> [Exercise] List every line of the data below that contains the string "blue". Case counts, so match uppercase and lowercase letters precisely.
.....
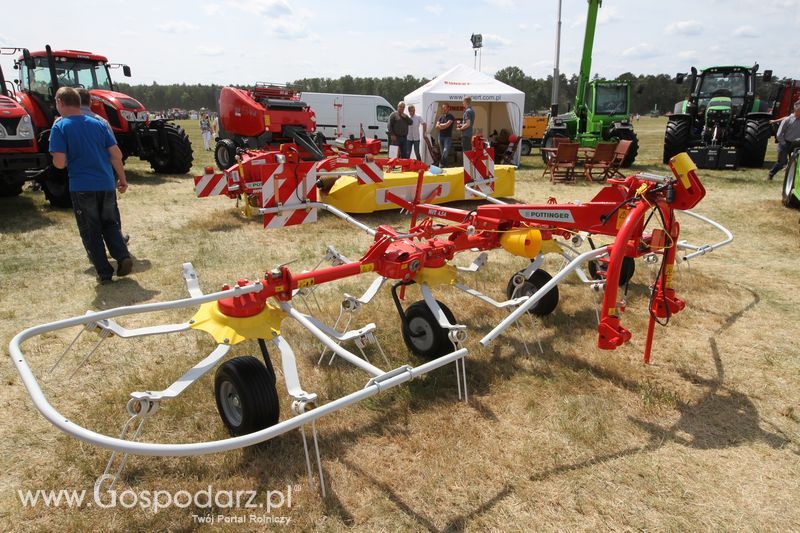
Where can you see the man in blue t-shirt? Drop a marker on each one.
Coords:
(88, 150)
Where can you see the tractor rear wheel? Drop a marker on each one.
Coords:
(676, 138)
(627, 134)
(788, 197)
(12, 187)
(178, 157)
(225, 153)
(756, 136)
(247, 399)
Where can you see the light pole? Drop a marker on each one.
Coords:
(477, 43)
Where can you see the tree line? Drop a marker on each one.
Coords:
(649, 91)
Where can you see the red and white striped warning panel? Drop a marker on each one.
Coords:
(370, 172)
(479, 170)
(210, 184)
(290, 188)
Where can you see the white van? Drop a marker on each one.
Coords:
(371, 112)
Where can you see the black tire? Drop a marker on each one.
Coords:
(754, 145)
(178, 157)
(55, 185)
(10, 188)
(247, 400)
(225, 153)
(548, 142)
(676, 138)
(627, 134)
(547, 304)
(790, 183)
(423, 335)
(597, 270)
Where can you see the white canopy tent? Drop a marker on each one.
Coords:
(497, 106)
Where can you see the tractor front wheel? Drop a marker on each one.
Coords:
(756, 137)
(177, 158)
(247, 400)
(422, 333)
(225, 153)
(789, 191)
(547, 303)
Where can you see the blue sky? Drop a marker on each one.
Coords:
(242, 41)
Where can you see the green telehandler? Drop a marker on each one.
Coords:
(602, 108)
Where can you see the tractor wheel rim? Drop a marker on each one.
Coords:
(231, 404)
(421, 333)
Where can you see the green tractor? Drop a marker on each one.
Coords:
(722, 123)
(790, 193)
(602, 108)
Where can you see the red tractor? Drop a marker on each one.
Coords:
(163, 144)
(264, 118)
(19, 150)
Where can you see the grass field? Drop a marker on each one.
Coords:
(705, 438)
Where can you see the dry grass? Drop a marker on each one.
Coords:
(576, 438)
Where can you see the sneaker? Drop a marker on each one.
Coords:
(124, 267)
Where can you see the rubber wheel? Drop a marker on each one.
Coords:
(788, 197)
(548, 142)
(754, 147)
(55, 185)
(225, 153)
(247, 400)
(8, 189)
(178, 157)
(596, 271)
(676, 138)
(423, 335)
(547, 303)
(627, 134)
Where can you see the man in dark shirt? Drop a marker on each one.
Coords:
(445, 126)
(89, 151)
(398, 130)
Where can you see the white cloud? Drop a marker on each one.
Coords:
(684, 27)
(641, 51)
(495, 41)
(745, 31)
(176, 27)
(209, 51)
(212, 9)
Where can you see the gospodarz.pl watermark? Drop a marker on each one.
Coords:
(215, 505)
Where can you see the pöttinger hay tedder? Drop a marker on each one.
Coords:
(639, 213)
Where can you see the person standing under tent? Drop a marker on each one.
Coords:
(445, 126)
(467, 124)
(415, 131)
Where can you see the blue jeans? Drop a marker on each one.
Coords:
(783, 157)
(445, 143)
(98, 221)
(415, 146)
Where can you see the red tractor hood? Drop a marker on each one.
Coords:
(9, 108)
(118, 100)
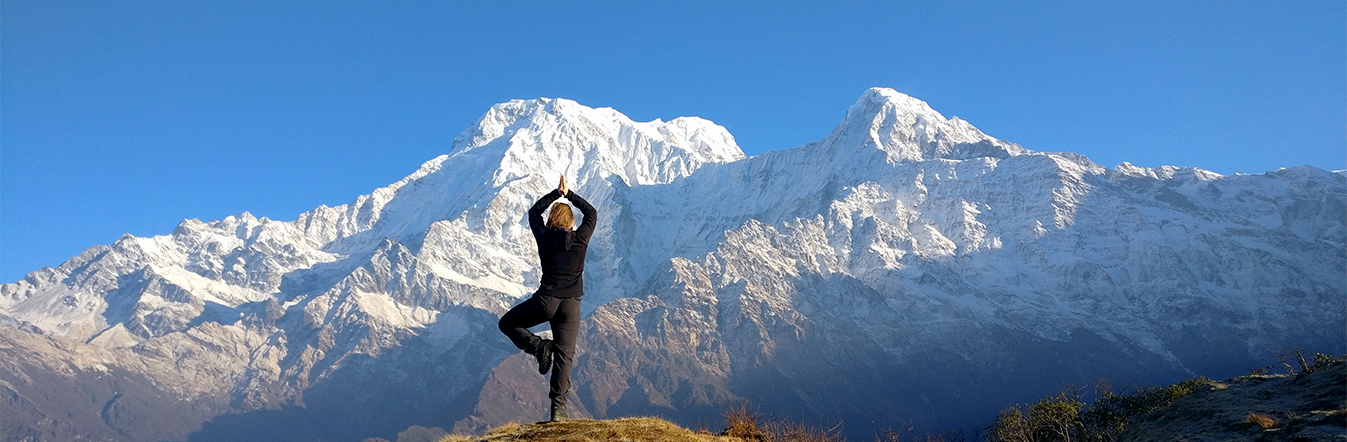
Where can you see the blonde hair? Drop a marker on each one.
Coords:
(561, 217)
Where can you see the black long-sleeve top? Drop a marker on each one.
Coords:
(562, 251)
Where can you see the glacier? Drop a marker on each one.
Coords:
(907, 266)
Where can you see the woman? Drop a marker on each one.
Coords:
(558, 297)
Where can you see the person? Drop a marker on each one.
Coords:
(558, 297)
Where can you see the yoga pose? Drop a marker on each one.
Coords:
(558, 297)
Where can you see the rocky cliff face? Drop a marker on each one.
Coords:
(907, 266)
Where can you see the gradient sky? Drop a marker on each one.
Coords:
(127, 117)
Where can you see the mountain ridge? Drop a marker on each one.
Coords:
(901, 239)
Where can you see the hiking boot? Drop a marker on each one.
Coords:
(558, 413)
(544, 356)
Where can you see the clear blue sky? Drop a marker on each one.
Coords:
(127, 117)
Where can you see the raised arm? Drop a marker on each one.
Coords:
(590, 216)
(535, 213)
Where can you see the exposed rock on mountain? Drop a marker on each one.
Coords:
(905, 266)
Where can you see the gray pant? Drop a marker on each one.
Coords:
(565, 317)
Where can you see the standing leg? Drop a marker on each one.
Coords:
(516, 321)
(566, 326)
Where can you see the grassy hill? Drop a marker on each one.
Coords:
(1304, 404)
(586, 430)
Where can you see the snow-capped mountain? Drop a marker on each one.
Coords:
(904, 267)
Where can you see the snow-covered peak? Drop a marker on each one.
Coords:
(562, 136)
(907, 130)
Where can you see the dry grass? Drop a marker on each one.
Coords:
(1261, 419)
(749, 426)
(585, 430)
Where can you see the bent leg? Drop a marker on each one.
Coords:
(566, 326)
(516, 321)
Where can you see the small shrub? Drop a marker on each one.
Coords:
(740, 422)
(1260, 419)
(1324, 360)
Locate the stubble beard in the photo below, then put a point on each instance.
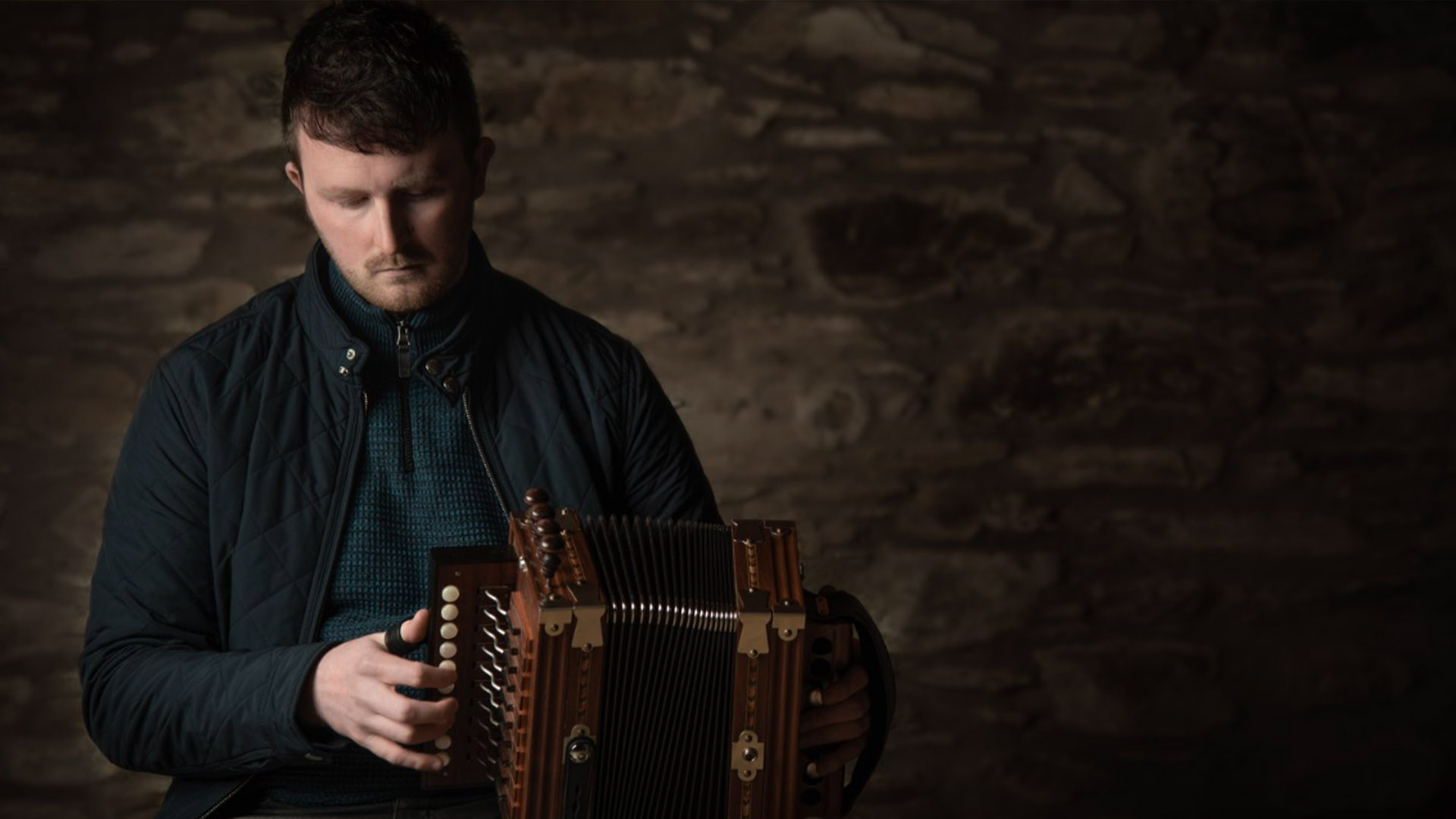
.....
> [Answer to the problem]
Where can you see the man in blue t-shirt? Drop a marker on each one.
Where can you see the blue sky? Drop a marker on each one.
Where can you see the blue jeans? Drop a marker on each one.
Where can you see the clear blue sky? Drop a marker on each one.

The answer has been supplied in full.